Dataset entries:
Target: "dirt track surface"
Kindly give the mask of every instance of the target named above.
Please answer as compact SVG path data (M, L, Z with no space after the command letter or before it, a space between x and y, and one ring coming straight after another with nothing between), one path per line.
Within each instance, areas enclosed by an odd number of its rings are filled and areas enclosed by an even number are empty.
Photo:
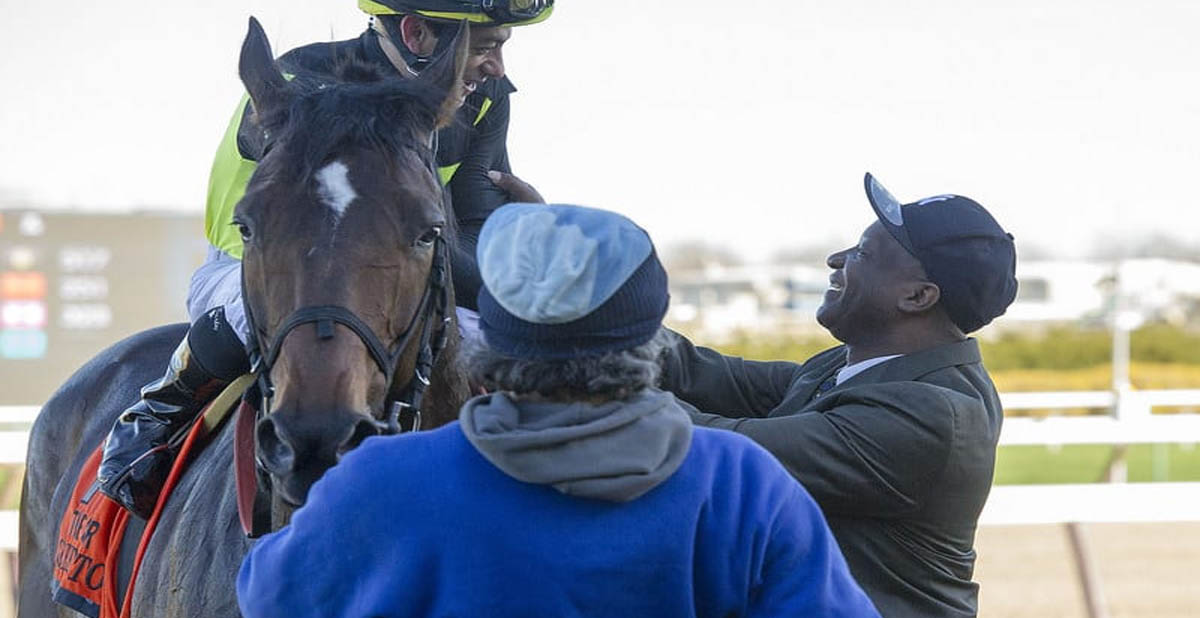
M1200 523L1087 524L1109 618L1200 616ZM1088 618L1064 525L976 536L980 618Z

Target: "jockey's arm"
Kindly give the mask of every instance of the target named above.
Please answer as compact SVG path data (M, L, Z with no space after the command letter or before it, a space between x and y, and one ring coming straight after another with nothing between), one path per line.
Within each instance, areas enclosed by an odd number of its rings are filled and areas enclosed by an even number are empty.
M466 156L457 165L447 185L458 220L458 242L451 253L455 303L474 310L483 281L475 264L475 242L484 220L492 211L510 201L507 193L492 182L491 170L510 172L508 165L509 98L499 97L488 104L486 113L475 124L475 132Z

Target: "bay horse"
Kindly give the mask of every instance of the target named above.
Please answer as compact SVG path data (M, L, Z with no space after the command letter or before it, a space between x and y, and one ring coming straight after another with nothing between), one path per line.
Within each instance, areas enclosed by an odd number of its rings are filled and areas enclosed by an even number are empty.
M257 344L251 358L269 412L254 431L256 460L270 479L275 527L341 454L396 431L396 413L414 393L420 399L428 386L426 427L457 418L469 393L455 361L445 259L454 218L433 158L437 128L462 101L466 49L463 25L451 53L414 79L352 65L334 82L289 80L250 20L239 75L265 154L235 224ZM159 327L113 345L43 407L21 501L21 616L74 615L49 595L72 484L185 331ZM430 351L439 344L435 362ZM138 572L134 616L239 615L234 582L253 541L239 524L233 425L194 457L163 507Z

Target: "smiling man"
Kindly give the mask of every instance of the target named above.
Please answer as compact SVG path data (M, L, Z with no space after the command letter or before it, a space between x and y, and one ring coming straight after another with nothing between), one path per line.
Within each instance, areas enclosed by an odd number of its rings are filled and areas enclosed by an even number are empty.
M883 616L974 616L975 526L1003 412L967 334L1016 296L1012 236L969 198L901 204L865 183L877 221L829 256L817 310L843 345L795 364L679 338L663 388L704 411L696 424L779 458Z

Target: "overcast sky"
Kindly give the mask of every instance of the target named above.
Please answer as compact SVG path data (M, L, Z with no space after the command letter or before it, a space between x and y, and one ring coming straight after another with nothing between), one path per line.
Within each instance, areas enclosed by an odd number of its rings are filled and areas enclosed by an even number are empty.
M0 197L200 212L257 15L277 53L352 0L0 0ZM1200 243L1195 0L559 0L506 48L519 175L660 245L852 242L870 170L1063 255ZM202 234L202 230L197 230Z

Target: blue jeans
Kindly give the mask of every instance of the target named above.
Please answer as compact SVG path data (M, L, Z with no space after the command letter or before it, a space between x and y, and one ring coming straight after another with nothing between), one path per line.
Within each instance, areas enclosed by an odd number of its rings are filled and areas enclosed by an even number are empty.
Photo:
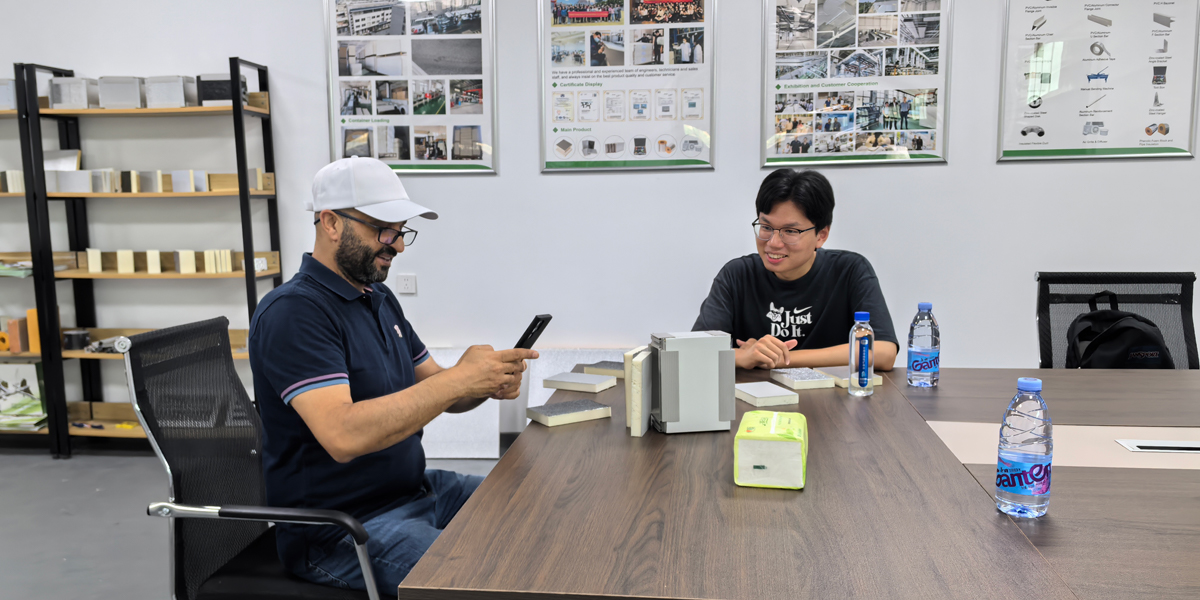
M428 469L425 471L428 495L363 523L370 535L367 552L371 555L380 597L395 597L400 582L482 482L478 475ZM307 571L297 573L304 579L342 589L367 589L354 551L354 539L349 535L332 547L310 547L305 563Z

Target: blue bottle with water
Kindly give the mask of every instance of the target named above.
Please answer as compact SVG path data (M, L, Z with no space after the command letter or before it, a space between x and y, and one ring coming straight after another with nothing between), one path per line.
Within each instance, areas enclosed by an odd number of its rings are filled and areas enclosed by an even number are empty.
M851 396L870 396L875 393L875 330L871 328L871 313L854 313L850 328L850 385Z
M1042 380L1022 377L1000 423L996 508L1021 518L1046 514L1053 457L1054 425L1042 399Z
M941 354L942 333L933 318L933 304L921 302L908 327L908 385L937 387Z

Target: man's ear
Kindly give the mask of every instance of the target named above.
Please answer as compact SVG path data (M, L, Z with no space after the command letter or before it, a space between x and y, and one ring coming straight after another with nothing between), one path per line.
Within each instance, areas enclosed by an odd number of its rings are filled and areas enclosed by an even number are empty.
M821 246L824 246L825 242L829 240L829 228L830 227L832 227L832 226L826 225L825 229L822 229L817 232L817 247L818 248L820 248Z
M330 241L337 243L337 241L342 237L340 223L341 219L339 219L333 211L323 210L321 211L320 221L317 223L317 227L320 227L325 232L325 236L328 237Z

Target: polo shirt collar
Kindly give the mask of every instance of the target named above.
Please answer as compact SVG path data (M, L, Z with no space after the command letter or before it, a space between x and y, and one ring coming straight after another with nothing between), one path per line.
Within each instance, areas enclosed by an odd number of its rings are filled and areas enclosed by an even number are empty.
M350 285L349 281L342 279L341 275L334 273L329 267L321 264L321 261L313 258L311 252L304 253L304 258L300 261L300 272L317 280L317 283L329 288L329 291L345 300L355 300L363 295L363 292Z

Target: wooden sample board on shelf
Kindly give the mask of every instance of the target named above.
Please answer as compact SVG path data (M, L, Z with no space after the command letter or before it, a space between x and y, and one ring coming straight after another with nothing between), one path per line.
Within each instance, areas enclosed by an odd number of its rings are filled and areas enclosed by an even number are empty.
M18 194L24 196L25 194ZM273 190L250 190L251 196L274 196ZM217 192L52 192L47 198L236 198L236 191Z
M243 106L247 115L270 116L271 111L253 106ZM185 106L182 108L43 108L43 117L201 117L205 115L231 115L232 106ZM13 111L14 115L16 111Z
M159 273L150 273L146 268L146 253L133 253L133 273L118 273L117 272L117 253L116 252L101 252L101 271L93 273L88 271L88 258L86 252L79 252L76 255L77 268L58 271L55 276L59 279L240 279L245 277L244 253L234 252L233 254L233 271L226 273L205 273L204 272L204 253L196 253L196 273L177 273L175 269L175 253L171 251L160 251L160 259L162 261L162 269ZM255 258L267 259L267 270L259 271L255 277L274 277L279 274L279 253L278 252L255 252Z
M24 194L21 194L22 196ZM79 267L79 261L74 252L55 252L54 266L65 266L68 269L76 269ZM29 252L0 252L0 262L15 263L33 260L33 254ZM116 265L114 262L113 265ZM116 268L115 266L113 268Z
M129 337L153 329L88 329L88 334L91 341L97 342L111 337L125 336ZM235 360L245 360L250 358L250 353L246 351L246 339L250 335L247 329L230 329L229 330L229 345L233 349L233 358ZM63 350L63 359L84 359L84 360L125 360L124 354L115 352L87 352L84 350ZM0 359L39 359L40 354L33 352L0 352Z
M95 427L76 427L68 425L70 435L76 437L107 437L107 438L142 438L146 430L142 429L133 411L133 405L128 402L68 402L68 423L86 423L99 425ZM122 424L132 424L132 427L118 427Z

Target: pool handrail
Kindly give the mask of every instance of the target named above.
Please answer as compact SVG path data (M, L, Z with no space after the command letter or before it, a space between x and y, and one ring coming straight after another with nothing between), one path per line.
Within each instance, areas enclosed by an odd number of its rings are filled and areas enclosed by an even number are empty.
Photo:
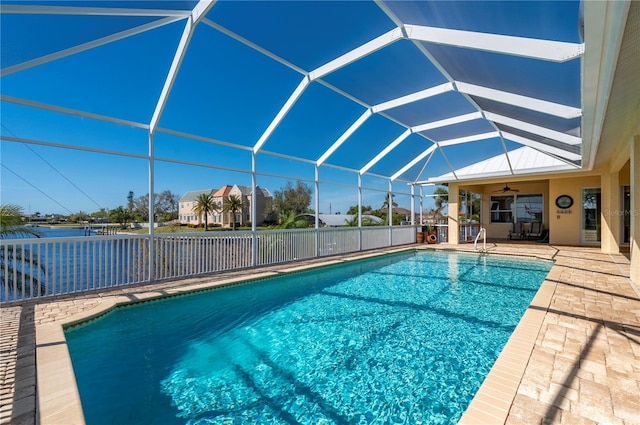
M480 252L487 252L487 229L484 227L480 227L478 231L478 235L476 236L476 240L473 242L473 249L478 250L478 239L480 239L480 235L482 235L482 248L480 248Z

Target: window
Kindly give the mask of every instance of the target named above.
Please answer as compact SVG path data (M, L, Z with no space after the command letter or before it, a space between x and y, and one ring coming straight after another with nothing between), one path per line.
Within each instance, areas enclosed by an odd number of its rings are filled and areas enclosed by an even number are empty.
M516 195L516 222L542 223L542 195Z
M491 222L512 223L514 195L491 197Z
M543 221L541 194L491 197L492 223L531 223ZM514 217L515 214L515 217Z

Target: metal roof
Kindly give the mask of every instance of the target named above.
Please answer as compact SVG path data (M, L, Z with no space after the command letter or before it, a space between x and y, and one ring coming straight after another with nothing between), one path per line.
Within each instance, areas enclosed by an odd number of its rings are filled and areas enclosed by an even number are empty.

> [Problem to solve]
In the data, count the lines that include the string "blue", then give that number and nothing more.

> [Worked solution]
2